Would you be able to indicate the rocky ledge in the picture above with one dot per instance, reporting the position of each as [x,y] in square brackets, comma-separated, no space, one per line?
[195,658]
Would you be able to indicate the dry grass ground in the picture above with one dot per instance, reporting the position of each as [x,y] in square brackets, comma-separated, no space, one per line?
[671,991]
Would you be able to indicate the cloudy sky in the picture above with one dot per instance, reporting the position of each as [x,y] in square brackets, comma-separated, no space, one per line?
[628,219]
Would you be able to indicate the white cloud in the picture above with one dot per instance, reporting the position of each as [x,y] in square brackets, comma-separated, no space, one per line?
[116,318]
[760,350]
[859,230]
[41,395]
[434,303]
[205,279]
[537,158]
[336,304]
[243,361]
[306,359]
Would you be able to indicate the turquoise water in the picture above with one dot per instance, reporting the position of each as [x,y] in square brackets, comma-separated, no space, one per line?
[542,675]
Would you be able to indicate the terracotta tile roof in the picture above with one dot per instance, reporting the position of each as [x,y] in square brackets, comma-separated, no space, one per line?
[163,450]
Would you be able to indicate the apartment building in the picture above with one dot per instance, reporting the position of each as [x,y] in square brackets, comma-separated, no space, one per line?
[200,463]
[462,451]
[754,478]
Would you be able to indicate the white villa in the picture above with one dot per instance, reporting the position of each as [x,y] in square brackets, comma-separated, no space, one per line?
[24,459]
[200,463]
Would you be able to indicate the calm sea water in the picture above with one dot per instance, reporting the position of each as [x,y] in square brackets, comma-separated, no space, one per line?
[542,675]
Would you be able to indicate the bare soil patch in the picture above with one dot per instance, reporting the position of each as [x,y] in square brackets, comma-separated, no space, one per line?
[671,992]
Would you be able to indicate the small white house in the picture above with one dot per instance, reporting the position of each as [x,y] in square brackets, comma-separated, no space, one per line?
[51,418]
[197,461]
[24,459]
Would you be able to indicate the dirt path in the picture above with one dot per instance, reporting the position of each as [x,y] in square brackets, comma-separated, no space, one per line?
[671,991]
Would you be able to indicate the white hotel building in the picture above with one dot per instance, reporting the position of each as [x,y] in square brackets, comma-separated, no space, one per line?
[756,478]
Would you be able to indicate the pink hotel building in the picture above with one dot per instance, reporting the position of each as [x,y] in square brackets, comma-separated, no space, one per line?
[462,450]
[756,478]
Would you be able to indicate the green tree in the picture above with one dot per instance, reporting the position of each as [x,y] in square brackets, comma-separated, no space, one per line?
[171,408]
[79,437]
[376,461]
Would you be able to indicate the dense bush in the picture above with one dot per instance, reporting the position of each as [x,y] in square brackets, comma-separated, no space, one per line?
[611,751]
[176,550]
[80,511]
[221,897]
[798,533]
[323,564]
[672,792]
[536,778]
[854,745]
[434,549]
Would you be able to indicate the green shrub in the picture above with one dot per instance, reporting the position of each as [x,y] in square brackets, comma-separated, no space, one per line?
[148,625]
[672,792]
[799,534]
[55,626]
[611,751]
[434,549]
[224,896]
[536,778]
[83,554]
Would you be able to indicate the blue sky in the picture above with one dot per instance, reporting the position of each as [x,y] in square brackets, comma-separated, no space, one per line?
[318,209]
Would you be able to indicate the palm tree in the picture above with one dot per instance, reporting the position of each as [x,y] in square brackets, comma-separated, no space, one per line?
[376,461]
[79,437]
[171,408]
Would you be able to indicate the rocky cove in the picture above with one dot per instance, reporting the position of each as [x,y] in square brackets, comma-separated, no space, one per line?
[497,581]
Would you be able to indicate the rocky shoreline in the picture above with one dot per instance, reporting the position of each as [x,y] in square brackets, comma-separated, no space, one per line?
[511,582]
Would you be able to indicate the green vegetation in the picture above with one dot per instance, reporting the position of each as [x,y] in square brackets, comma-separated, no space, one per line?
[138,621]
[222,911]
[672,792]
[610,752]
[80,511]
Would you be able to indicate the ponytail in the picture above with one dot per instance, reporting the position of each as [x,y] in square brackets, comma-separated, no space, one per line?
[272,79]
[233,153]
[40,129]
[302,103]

┄┄┄┄┄┄

# Work required
Reproduce each entry from the records above, character for character.

# Written answer
Would you be able to indicate the rocky ledge in the picture above with one dot per instance, reporting the position of each as [x,y] in square brackets, comma-separated, no space, one per line?
[195,658]
Would you be able to indicate the dry grass ground in the picture above with one dot per instance, reporting the position of each as [x,y] in square brackets, comma-separated, no space, one per line?
[671,991]
Would you be able to indicate the cloudy sky in the picture above with one dot per instance, reporting the position of each as [x,y] in square brackets, comma-separated, no space, one per line?
[628,219]
Would you be able to indicate the white cloud in the picture above with one dot per instance, reporting the position of each as [x,y] in square brackets, comma-separated, no space, one per line?
[116,318]
[760,350]
[859,230]
[41,395]
[434,303]
[205,279]
[537,158]
[336,304]
[243,361]
[306,359]
Would you be able to indicate the turquoise water in the picture above with one dot per instance, reporting the position of each as [x,y] in square brackets, comma-separated, no space, one per line?
[542,675]
Would you be able to indicate the terracotta tile roof in the picture above with one dot per instance, reporting the position of each as [x,y] in square brackets, comma-separated, no space, one per line?
[163,450]
Would you be able to indicate the apartment building in the picture above with one dot per instance, reporting the position of each as [x,y] in square brackets, comma-separated, no space, one per line?
[200,463]
[462,451]
[754,478]
Would you be able to indicate the white villa in the picture above with one dot per instance, reporting the position of each as [x,y] in square brackets, comma-separated, no space, one per line?
[24,459]
[200,463]
Would you be able to indicate the calm sea water in the picture above with one dot per instance, reporting the position of each as [x,y] in square brackets, comma-separated, no space, one per line?
[542,675]
Would you be able to indicate the bare soil patch in the picture above with one dot per instance, reporting the position of each as [x,y] in square brackets, comma-separated, no space, one per line?
[671,992]
Would you be able to indicate the small white house in the picture above with one dot per instance, reporting the position of each as [x,y] in square brackets, comma-separated, no space, one per line?
[51,418]
[197,461]
[24,459]
Would you be able to indicate the dirt path in the picture above with one dot per instance, reporting the position of each as [x,y] in square brackets, comma-separated, no space, one per line?
[671,991]
Would you be able to indicate the white hotel building in the picture above with one dot per instance, reporting the position of each as [x,y] in square brackets, comma-separated, no space, one per line?
[756,478]
Would you be able to indicate the pink hotel building in the picture above with one dot per instance, reporting the position of each as [x,y] in square brackets, comma-separated, no space, one per line?
[462,450]
[756,478]
Would you be able to indicate the green tree in the picture above with one dot per instance, reporting the position of each as [x,y] in square brackets, comma-separated, no space, one per line?
[171,408]
[79,437]
[376,461]
Would you be able to indicate the dense bush in the picture above with one dot per instance, reporting the position of each as [x,y] in square brackets, comma-separated, no space, one per line?
[611,751]
[176,550]
[80,511]
[221,897]
[798,533]
[323,564]
[672,792]
[536,778]
[854,745]
[434,549]
Would you be able to indicate the green shrub in the picture above with one dot per instance, reporting the position of each as [x,y] in square brackets, comma-separated, no space, one per line?
[148,625]
[672,792]
[799,534]
[55,626]
[611,751]
[434,549]
[224,896]
[536,778]
[83,554]
Would you be able to indicate the blue sky in the picture above with one dot per instance, reporting the position of each as [x,y] in square brackets, comma-separated, no space, one per line?
[318,209]
Would you be able to indicate the palm tree in the picture above with one dot per instance, reporting the position of each as [x,y] in square brackets, comma-separated, no space, one per line?
[376,461]
[79,437]
[171,408]
Would you be able to indicate the rocky cove in the picture above with one dot per instance, reporting the position of each as [x,y] in square brackets, comma-separated, no space, one per line?
[497,581]
Would you be able to indicate the rocky shoreline in the picture above with one dot per instance, reporting the position of each as [x,y] in square brackets, comma-separated, no space, one per line?
[511,582]
Would you be able to indicate the green vegetation in the picture above with one dot per instance, reporting the position of each as [x,y] in square brackets, comma-separated, no space, one per line?
[138,621]
[222,911]
[672,792]
[610,752]
[80,511]
Would you be able to indicate the ponytail in the picture above with one dot per instance, reporting the position of each as [x,y] in square brackets, comma-separated, no space, one per line?
[272,79]
[233,153]
[40,129]
[302,103]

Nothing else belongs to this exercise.